=== Exercise inputs ===

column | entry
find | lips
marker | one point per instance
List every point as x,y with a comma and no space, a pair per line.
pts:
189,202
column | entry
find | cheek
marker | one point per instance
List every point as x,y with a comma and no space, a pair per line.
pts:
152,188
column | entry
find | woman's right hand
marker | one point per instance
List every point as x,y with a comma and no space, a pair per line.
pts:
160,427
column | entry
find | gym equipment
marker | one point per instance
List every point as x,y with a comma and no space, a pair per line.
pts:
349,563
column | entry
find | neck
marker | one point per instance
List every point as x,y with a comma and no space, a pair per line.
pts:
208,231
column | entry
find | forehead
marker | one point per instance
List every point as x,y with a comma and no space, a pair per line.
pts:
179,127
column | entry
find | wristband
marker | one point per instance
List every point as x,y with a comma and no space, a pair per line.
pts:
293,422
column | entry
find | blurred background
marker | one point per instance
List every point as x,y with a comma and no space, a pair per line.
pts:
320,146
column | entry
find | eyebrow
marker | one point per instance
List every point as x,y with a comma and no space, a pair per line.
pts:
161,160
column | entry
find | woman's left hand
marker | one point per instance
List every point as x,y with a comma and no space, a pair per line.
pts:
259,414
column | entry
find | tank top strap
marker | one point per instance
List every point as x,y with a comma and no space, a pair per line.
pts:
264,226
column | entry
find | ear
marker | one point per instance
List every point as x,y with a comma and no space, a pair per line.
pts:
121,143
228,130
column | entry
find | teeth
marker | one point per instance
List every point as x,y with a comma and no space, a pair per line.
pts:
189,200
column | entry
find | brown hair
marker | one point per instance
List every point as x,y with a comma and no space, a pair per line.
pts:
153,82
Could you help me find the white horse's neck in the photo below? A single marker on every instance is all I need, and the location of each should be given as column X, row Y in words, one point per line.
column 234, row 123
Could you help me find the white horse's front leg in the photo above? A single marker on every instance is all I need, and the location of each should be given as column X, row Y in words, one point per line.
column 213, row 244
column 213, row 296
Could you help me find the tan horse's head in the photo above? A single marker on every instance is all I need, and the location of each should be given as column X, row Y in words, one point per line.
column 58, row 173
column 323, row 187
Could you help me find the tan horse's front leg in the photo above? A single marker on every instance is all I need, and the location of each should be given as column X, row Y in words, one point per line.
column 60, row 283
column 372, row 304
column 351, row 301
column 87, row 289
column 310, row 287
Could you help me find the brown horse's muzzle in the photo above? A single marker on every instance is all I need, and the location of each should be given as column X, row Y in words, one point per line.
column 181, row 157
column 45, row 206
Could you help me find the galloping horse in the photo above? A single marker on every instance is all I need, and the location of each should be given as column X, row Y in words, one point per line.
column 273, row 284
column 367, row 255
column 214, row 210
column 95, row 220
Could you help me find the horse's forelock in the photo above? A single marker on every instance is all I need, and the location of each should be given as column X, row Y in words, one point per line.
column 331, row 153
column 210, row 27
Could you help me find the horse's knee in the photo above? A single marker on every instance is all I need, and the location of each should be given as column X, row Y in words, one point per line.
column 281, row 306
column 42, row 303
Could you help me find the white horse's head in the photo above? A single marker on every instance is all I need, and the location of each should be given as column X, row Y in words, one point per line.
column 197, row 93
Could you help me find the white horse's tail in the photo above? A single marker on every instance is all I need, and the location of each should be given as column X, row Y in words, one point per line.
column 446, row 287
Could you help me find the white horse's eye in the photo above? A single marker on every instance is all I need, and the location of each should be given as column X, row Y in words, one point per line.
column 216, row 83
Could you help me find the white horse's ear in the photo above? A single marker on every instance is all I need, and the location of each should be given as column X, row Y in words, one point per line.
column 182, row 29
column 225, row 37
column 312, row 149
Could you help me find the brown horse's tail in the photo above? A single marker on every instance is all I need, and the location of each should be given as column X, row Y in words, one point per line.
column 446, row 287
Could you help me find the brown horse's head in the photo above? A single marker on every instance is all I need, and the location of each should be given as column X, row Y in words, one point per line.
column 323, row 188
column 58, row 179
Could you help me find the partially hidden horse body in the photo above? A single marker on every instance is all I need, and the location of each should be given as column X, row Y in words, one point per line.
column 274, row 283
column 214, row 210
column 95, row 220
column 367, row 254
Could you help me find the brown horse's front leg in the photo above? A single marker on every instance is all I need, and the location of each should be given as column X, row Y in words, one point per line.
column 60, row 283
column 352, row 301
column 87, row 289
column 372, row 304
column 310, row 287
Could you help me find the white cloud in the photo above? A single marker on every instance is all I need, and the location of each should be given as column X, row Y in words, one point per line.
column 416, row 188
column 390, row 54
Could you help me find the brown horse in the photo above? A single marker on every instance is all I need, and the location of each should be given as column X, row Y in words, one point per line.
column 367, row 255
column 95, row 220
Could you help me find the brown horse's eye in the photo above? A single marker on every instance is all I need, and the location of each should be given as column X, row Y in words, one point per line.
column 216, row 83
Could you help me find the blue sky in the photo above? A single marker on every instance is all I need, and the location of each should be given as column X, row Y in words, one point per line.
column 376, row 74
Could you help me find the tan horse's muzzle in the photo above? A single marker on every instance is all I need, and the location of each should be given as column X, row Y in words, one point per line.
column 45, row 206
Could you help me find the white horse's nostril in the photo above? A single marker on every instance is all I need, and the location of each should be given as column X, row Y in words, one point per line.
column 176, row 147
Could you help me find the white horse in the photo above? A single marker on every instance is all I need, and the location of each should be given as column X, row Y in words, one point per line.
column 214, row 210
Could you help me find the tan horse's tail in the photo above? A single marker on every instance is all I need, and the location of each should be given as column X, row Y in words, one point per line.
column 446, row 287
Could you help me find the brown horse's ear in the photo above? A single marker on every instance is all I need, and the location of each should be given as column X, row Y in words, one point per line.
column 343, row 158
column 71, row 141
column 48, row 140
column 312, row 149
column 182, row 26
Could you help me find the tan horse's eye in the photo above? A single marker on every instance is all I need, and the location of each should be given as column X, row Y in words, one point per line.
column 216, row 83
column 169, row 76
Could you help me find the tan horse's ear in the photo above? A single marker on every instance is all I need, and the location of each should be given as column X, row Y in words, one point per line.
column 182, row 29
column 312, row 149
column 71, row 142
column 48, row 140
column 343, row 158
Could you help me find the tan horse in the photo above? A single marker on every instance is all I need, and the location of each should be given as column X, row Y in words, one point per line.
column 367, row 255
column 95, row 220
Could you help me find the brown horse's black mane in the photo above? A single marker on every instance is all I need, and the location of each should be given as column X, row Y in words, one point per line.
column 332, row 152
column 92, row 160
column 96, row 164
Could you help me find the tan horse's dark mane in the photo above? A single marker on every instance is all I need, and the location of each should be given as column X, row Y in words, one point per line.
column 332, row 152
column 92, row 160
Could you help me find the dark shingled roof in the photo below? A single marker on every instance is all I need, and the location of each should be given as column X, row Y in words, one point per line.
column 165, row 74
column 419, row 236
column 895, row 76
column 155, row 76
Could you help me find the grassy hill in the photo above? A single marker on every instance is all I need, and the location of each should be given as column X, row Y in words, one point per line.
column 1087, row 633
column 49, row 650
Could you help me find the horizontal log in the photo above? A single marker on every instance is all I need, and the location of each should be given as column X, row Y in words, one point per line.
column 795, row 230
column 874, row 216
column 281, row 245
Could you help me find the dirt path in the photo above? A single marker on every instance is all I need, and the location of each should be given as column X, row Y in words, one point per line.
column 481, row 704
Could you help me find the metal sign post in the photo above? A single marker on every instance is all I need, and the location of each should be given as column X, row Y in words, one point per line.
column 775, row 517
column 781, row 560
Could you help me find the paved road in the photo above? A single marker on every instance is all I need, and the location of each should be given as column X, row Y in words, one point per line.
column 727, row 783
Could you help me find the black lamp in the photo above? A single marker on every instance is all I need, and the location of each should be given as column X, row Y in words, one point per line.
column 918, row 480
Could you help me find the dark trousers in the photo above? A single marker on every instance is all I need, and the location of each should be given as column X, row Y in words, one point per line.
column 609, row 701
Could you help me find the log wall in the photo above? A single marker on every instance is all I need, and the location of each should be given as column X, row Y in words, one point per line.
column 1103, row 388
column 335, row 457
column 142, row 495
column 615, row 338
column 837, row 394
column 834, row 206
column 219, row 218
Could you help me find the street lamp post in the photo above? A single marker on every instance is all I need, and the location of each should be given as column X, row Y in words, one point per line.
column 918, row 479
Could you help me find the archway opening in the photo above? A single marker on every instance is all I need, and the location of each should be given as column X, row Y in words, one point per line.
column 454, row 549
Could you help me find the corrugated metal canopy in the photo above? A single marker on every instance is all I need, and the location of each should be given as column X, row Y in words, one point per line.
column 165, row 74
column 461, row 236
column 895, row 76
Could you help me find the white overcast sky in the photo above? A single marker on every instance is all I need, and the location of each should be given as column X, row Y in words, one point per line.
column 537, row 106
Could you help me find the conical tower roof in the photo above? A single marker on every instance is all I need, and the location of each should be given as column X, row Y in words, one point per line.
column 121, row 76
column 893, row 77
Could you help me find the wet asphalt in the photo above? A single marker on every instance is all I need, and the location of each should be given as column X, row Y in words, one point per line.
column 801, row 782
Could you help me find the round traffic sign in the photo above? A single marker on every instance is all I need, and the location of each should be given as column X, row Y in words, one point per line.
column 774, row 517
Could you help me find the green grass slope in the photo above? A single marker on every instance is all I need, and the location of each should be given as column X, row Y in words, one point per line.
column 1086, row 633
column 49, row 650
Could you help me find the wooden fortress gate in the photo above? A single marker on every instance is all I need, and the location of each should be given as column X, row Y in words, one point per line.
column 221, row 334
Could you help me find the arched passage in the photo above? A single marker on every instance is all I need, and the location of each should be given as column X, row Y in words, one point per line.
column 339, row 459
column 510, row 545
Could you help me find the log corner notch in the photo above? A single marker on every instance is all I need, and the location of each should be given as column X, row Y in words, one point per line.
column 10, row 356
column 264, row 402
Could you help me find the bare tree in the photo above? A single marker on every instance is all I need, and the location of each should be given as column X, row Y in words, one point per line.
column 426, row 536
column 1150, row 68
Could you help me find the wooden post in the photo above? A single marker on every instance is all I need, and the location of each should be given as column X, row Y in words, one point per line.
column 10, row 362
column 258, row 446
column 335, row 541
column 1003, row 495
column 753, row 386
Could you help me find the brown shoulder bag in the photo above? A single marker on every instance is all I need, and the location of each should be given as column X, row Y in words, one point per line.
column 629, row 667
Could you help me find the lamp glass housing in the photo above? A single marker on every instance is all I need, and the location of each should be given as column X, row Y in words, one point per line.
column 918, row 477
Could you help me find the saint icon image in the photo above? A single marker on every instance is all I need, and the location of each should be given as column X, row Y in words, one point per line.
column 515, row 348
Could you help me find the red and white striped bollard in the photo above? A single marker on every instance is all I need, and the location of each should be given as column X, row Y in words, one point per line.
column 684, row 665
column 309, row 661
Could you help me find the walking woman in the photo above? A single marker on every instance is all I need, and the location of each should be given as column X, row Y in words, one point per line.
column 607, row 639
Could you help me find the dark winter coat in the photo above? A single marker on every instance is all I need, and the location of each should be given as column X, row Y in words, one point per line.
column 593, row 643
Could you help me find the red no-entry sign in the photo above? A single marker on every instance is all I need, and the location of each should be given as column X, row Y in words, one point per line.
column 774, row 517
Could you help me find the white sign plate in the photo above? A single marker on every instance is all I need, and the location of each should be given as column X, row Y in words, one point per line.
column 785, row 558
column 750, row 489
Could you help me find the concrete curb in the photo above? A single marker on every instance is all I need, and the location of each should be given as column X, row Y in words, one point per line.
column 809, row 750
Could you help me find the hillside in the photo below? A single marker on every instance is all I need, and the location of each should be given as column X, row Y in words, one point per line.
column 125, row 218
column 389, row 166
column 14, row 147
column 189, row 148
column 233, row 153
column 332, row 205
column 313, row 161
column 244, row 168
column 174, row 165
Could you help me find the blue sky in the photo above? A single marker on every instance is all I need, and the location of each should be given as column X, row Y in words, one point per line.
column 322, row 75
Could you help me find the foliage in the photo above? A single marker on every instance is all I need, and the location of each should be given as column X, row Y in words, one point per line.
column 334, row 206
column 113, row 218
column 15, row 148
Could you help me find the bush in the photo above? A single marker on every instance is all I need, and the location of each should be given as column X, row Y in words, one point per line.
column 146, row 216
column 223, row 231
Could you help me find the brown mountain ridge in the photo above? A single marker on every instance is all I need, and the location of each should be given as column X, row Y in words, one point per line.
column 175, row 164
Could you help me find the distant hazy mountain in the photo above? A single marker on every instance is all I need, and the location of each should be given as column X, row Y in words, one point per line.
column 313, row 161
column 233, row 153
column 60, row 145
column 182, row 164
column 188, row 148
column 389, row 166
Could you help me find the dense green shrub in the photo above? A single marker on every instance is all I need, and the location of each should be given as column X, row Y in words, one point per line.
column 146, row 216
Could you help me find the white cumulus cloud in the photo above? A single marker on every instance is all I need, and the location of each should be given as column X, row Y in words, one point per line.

===

Stated task - Copy out the items from the line with "Could you help me find the archway" up to and including the line with "column 454, row 549", keeping every character unchanged.

Full answer -
Could you help me find the archway opening in the photo above? A single marker on every instance is all I need, and the location of each should be given as column X, row Y in words, one point per line.
column 454, row 549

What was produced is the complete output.